▸ **Source data**:
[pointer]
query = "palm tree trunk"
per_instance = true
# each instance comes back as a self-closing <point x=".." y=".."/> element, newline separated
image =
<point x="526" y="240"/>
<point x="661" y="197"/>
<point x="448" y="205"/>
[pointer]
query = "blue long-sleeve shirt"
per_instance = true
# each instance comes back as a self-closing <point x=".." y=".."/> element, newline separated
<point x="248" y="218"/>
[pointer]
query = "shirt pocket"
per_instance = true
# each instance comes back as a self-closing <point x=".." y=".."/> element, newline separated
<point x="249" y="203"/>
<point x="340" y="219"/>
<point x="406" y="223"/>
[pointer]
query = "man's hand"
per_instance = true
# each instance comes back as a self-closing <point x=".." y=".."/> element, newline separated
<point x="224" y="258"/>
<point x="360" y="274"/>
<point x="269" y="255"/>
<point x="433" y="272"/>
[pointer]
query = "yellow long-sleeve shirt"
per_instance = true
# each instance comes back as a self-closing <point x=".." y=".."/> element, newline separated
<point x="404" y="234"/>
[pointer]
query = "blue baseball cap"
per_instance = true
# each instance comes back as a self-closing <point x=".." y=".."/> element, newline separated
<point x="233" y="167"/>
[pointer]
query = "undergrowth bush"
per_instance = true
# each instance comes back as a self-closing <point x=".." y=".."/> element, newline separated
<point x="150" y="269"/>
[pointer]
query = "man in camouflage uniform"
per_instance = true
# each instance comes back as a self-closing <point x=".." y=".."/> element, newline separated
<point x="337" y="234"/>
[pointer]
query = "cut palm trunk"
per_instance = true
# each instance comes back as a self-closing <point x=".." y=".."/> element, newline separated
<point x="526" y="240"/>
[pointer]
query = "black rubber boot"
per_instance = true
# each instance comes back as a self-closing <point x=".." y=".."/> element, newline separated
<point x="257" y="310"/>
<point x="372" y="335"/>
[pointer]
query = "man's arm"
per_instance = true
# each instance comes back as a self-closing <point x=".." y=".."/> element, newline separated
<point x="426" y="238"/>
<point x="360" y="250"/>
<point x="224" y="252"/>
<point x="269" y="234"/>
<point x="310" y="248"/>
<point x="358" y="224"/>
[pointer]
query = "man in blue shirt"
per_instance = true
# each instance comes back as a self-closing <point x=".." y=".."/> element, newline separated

▸ **GOAL**: Pull out each record as written and restate it exactly.

▸ **RIGHT ANSWER**:
[pointer]
query = "palm tree trunk"
per_instance = true
# each instance comes back as a self-closing <point x=".." y=".."/> element, newline separated
image =
<point x="526" y="240"/>
<point x="661" y="197"/>
<point x="448" y="205"/>
[pointer]
query = "blue long-sleeve shirt"
per_instance = true
# each instance comes back as a self-closing <point x=".." y=".."/> element, newline separated
<point x="248" y="218"/>
[pointer]
query = "shirt pocket"
per_instance = true
# each instance comes back as a self-closing <point x=".." y=".."/> element, newline separated
<point x="249" y="203"/>
<point x="340" y="219"/>
<point x="406" y="223"/>
[pointer]
query = "man's hand"
per_instance = true
# each instance comes back as a self-closing <point x=".." y=".."/> element, newline separated
<point x="224" y="258"/>
<point x="360" y="274"/>
<point x="269" y="255"/>
<point x="433" y="272"/>
[pointer]
query = "yellow long-sleeve shirt"
per_instance = true
# each instance comes back as a self-closing <point x=".." y=".."/> element, newline separated
<point x="404" y="234"/>
[pointer]
query = "blue baseball cap"
per_instance = true
# each instance comes back as a self-closing <point x=".." y=".."/> element, newline separated
<point x="233" y="167"/>
[pointer]
query = "undergrowth bush"
per_instance = true
# each instance comes back as a self-closing <point x=".." y=".."/> element, newline separated
<point x="150" y="269"/>
[pointer]
query = "man in camouflage uniform"
per_instance = true
# each instance comes back as a self-closing <point x=".." y=".."/> element, newline separated
<point x="337" y="234"/>
[pointer]
query = "cut palm trunk"
per_instance = true
# each instance comes back as a self-closing <point x=".." y=".."/> element, newline separated
<point x="526" y="240"/>
[pointer]
query = "black rubber boot"
per_instance = true
# each instance comes back as a self-closing <point x=".." y=".."/> element, newline separated
<point x="257" y="310"/>
<point x="372" y="335"/>
[pointer]
query = "man's arm"
per_instance = true
# each instance comes back as a self-closing <point x=".." y=".."/> element, newline separated
<point x="426" y="238"/>
<point x="360" y="250"/>
<point x="224" y="252"/>
<point x="269" y="234"/>
<point x="310" y="248"/>
<point x="358" y="224"/>
[pointer]
query = "man in blue shirt"
per_instance = true
# each instance comes back as a self-closing <point x=".." y=".."/> element, newline separated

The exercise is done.